(PROBLEM REQUIREMENTS): Rewrite as a numbered list the lines from the one containing "like [(557, 513)]." through the end of the records, both included, leaving out any blank lines.
※
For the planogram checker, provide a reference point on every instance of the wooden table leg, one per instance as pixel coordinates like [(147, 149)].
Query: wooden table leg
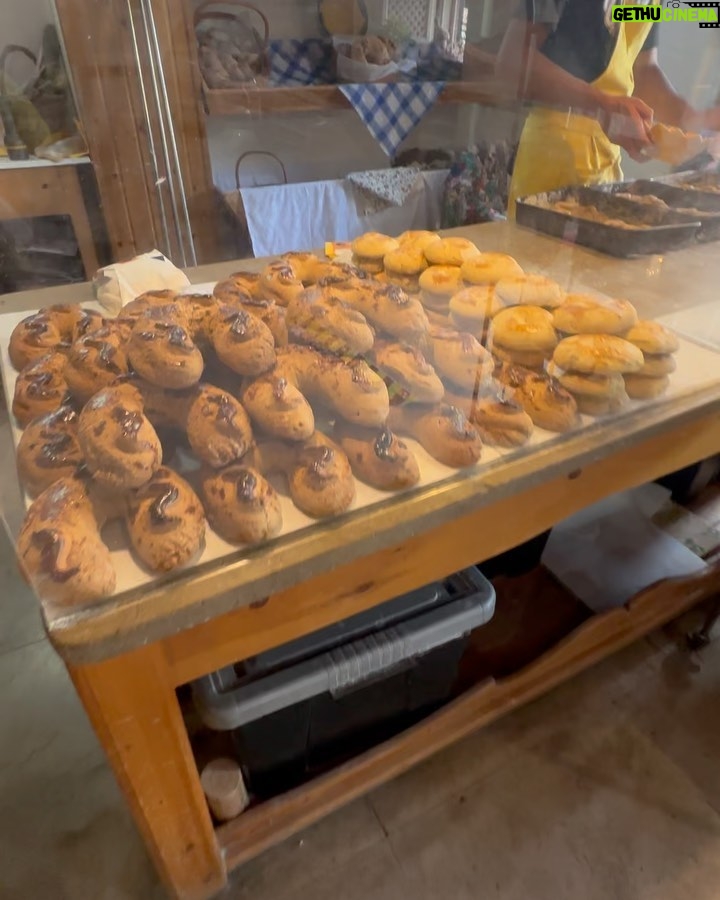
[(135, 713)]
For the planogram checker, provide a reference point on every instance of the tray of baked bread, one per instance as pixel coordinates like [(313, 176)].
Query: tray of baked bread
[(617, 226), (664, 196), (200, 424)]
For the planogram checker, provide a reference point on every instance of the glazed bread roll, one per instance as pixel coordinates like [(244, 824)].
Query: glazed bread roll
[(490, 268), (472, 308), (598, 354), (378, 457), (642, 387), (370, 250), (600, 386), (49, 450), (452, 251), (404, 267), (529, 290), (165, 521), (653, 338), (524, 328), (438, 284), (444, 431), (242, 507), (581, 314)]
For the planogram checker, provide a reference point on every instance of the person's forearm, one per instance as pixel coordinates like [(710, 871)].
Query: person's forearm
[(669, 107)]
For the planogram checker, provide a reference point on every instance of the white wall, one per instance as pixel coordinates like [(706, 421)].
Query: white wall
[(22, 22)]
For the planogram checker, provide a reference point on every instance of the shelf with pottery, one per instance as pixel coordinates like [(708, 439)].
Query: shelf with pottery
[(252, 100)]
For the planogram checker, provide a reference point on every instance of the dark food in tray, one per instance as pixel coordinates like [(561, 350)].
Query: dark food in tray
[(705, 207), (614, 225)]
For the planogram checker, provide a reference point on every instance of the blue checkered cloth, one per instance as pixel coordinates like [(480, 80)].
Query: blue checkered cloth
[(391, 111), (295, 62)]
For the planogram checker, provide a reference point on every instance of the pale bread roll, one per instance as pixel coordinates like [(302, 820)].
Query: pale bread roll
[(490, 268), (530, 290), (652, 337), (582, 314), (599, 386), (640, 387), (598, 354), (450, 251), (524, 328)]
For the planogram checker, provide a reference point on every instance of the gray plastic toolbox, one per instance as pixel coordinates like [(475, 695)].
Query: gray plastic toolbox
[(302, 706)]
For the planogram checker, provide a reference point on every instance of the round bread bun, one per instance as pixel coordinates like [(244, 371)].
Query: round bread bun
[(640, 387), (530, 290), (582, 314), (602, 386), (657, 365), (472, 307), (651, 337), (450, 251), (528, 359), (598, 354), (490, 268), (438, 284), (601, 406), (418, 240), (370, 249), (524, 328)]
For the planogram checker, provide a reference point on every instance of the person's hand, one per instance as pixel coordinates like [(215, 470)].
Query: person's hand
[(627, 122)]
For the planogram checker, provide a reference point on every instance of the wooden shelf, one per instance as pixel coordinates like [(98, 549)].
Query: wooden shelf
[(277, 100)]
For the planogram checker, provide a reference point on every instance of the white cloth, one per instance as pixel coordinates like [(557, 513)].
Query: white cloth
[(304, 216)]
※
(EXERCISE RESULT):
1. For the planogram checker, provide a reference point on every instance of the white cloth, one per instance as pixel coordinates like [(557, 513)].
2. Query: white cloth
3. [(304, 216)]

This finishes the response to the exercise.